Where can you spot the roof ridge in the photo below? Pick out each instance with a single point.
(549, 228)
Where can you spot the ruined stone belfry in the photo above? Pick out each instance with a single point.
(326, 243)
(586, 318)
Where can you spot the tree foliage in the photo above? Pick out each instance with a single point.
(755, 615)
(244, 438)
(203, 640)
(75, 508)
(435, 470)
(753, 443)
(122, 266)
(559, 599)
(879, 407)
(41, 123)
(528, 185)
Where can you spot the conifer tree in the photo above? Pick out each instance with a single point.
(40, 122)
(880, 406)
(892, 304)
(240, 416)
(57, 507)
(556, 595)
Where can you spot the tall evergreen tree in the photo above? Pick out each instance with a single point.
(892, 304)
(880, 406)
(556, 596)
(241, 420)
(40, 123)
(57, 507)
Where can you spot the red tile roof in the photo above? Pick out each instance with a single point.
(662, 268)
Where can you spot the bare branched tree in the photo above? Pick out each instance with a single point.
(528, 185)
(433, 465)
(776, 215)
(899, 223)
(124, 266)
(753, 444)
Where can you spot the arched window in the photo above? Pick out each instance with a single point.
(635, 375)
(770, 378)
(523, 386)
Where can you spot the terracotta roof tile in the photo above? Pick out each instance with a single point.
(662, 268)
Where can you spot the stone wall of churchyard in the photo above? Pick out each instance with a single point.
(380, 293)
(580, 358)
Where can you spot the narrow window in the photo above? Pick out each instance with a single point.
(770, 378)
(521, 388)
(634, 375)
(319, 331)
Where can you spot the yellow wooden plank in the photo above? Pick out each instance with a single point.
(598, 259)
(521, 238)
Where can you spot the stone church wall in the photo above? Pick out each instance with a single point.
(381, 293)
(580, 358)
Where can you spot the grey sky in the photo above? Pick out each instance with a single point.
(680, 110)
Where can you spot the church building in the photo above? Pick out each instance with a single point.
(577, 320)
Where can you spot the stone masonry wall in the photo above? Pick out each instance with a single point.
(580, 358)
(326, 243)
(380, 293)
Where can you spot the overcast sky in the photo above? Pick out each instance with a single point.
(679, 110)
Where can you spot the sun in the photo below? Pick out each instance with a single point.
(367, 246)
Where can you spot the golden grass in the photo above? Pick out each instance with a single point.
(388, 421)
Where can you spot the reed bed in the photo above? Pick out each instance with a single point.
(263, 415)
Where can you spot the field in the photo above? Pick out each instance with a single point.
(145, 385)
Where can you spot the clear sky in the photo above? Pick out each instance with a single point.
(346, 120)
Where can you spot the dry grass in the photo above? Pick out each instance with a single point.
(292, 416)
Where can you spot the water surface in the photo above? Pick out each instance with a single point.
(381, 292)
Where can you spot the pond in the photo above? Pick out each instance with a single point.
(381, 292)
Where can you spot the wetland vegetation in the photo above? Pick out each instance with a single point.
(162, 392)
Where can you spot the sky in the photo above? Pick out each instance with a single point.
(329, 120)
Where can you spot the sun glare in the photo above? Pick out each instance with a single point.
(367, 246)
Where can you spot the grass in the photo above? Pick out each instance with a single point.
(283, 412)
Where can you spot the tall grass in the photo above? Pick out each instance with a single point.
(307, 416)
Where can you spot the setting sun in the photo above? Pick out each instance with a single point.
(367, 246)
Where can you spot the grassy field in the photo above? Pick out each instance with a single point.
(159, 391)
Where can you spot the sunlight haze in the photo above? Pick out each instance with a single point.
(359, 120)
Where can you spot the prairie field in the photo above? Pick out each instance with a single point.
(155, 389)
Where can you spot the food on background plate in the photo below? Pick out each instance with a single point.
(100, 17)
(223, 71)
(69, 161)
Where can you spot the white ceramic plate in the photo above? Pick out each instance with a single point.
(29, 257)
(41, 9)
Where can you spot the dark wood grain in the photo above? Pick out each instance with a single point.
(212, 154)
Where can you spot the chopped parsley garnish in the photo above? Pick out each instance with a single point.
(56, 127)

# # #

▸ Work required
Add 50 to each coordinate value in the answers and write out again every line, requests included, starting with the line that contains "Where can you spot the sun glare" and going on through the last line of the records.

▸ Task output
Where can you spot the sun glare in the photo above? Pick out each instance with a single point.
(417, 296)
Where can you spot the grass in the photo above? Pick out each instance with a single point.
(333, 462)
Where can you spot the tall grass in the photo above? Pick out each instance with a single point.
(357, 466)
Where can you spot the setting sun in the photo above? Pick out each instance with a single point.
(417, 296)
Where can you spot the grassy field in the photo above? Pick out each instance with a single point.
(209, 441)
Where can you spot the sunlight haze in the photo above? Pick out each instance with a single point.
(409, 170)
Where can you spot the prairie field in the photo above? Pick out each instance with a single point.
(205, 439)
Where can you spot the food on background plate in the photo below? Pick out each instance with a single point.
(150, 67)
(273, 121)
(119, 211)
Where can you spot the white ceramic plate in the photo above? Pick out each instance with a single point.
(79, 307)
(91, 59)
Where can you spot the dark wood grain in the photo above? Pick out each instance with a single point.
(262, 204)
Where can you spot the chopped parsley garnish in the photo above? Pick out each instance with a single point.
(106, 177)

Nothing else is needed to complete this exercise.